**Problem to solve:** Find the line that contains "point: the police uniform"; then retype it and each line after it, exactly, through the final line of the data below.

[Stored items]
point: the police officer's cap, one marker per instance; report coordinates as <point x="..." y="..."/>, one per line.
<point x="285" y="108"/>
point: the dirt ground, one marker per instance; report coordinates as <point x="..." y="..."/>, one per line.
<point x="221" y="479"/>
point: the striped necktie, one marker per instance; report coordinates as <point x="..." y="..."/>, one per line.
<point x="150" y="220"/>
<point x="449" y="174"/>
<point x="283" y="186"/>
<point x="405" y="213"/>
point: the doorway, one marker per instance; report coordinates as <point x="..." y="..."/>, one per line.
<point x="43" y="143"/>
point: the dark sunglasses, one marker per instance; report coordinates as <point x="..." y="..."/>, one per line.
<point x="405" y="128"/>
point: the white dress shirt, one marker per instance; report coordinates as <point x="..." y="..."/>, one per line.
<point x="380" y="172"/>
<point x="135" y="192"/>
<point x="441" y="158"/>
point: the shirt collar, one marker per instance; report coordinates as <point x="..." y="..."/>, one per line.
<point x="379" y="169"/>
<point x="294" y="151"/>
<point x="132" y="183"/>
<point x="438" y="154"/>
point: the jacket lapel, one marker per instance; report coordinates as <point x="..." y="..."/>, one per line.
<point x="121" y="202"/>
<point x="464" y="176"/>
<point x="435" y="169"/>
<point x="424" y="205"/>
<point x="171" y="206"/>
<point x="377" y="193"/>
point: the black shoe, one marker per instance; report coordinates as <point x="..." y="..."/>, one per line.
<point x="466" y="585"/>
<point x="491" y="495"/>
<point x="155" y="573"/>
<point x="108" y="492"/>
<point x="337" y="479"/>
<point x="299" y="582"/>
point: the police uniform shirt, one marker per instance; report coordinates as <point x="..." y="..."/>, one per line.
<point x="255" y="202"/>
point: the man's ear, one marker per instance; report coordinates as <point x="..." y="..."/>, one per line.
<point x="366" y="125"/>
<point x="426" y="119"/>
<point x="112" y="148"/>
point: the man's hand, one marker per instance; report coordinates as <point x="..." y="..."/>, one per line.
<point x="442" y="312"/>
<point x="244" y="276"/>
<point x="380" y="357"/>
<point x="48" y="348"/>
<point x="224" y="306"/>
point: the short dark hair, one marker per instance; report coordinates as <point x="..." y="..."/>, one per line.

**Your solution:**
point: the police uniform shirt, one marker per instance; report coordinates as <point x="..." y="..."/>, one per line.
<point x="255" y="202"/>
point: the man's ear, one marker per instance; report coordinates as <point x="..." y="..."/>, one per line.
<point x="366" y="125"/>
<point x="426" y="119"/>
<point x="112" y="148"/>
point: the man's hand, one marker per instance; report coordinates as <point x="..." y="..."/>, one per line.
<point x="442" y="312"/>
<point x="244" y="276"/>
<point x="380" y="357"/>
<point x="48" y="348"/>
<point x="224" y="306"/>
point: the short dark hair, one marker per instance; report coordinates as <point x="..." y="..."/>, one per line.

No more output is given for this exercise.